**EXERCISE OBJECTIVE**. Once the data has been read, return all of it precisely as written.

Recorded data
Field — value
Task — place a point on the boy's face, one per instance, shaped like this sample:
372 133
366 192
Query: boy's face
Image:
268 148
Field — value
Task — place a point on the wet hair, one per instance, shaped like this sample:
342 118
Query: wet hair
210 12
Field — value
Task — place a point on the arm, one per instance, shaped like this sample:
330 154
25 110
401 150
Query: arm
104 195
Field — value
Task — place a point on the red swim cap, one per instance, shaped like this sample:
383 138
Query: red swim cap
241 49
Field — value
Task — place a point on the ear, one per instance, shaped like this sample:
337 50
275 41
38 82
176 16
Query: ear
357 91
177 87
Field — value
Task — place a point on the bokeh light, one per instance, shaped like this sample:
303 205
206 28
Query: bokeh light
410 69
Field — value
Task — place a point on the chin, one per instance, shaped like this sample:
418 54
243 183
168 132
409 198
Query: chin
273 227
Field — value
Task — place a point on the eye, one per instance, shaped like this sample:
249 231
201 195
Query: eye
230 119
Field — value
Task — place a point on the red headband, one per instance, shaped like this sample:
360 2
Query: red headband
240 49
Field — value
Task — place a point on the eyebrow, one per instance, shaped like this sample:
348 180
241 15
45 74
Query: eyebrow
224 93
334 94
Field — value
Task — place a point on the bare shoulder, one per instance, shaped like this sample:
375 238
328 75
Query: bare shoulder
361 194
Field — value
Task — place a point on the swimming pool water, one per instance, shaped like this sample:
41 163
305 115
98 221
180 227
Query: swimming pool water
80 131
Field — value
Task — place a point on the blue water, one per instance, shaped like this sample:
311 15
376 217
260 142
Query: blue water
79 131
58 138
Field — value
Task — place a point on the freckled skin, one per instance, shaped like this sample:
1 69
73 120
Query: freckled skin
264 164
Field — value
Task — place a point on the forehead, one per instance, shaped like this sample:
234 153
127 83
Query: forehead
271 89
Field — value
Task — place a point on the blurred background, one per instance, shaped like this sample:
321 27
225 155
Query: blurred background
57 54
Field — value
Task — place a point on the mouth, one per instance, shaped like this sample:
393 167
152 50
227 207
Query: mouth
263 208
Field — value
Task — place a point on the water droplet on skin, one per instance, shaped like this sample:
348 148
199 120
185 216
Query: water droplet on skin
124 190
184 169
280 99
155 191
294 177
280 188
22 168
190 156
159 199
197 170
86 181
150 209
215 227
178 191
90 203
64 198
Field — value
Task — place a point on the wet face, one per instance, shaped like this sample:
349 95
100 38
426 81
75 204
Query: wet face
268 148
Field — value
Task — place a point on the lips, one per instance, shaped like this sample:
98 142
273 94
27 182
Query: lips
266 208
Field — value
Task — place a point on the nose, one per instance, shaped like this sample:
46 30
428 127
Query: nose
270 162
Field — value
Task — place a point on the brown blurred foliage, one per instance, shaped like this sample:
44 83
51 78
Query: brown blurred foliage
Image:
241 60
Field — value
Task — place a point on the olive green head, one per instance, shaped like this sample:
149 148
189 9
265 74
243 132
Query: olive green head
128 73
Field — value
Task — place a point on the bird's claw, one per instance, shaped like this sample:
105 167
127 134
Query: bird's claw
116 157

**RESPONSE TO THIS TASK**.
Field — value
Task — place a point on the boy's face, one per instance, shaped like this sample:
372 133
366 192
Query: boy's face
Image:
268 148
Field — value
Task — place a point on the wet hair, one per instance, shaped like this sample:
342 118
Query: wet hair
210 12
Field — value
Task — place a point on the arm, one per instance, shaped like this sample:
330 154
25 110
401 150
Query: arm
104 195
Field — value
Task — place a point on the red swim cap, one per instance, shaped like this sample:
383 138
Query: red swim cap
241 49
Field — value
Task — place a point on the ear, one per instance, shaped like this sample:
337 50
275 41
38 82
176 16
Query: ear
357 91
177 87
Field — value
Task — place a point on the bokeh light, one per instance, shaped like this sample:
303 205
206 28
Query: bokeh light
410 69
Field — value
Task — place a point on the chin, one per instance, shaped like this sample:
418 54
243 183
168 132
409 198
Query: chin
273 227
Field — value
Task — place a point on the eye, one per instance, shaped like this sample:
249 231
201 195
Query: eye
230 119
Field — value
Task — place a point on the red headband, one per instance, shaped like this sample:
360 2
Query: red headband
240 49
Field — value
Task — place a point on the eyebrow, one per instance, shaped like this sample:
348 180
241 15
45 74
Query: eyebrow
224 93
334 94
Field — value
Task — place a point on the bare shoulder, one per instance, shaped like this sample:
375 238
328 75
Query: bare shoulder
361 194
Field — value
Task — place a point on the swimming pool water, one per instance, shaped like this sample:
41 163
305 115
98 221
180 227
Query: swimming pool water
80 131
Field — value
Task — place a point on the blue water, one per instance, shaped like this sample:
311 15
376 217
260 142
Query: blue water
79 131
58 138
Field — value
Task — place a point on the freckled skin, one per instance, shaped like this sample:
1 69
73 120
Query: freckled skin
264 164
Field — value
Task — place a point on the forehead, one per instance, shaped like this sample:
234 153
127 83
Query: forehead
271 89
Field — value
Task — place a point on the blurred background, one per instance, shaped like this sample:
321 27
225 155
Query: blurred background
57 54
Field — value
Task — place a point on the mouth, one per instance, shaped like this sample:
393 167
152 50
227 207
Query: mouth
263 208
Field — value
Task — place a point on the water droplet on skin, one per instance, shaped like this sample:
348 148
199 120
185 216
Query: water droplet on skin
124 190
184 169
280 99
155 191
294 177
280 188
22 168
190 156
159 199
197 170
86 181
150 209
215 227
178 191
90 203
64 198
Field — value
Task — place a point on the wet face, one per instance, shaped like this sample:
349 95
100 38
426 81
75 204
Query: wet face
268 148
Field — value
Task — place a point on the lips, one per instance, shaped like this sample:
98 142
273 94
27 182
Query: lips
266 208
Field — value
Task — place a point on the nose, one per instance, shaped like this sample:
46 30
428 127
Query: nose
270 162
Field — value
Task — place a point on the brown blurred foliage, one per instance, shaped like this sample:
44 83
51 78
Query: brown blurred foliage
Image:
241 60
Field — value
Task — place a point on the olive green head, one per instance, shaped like this sample:
149 148
189 9
265 74
243 132
Query: olive green head
128 73
Field — value
Task — place a point on the bird's claw, one per instance, shaped like this sample:
105 167
127 134
Query: bird's claw
116 157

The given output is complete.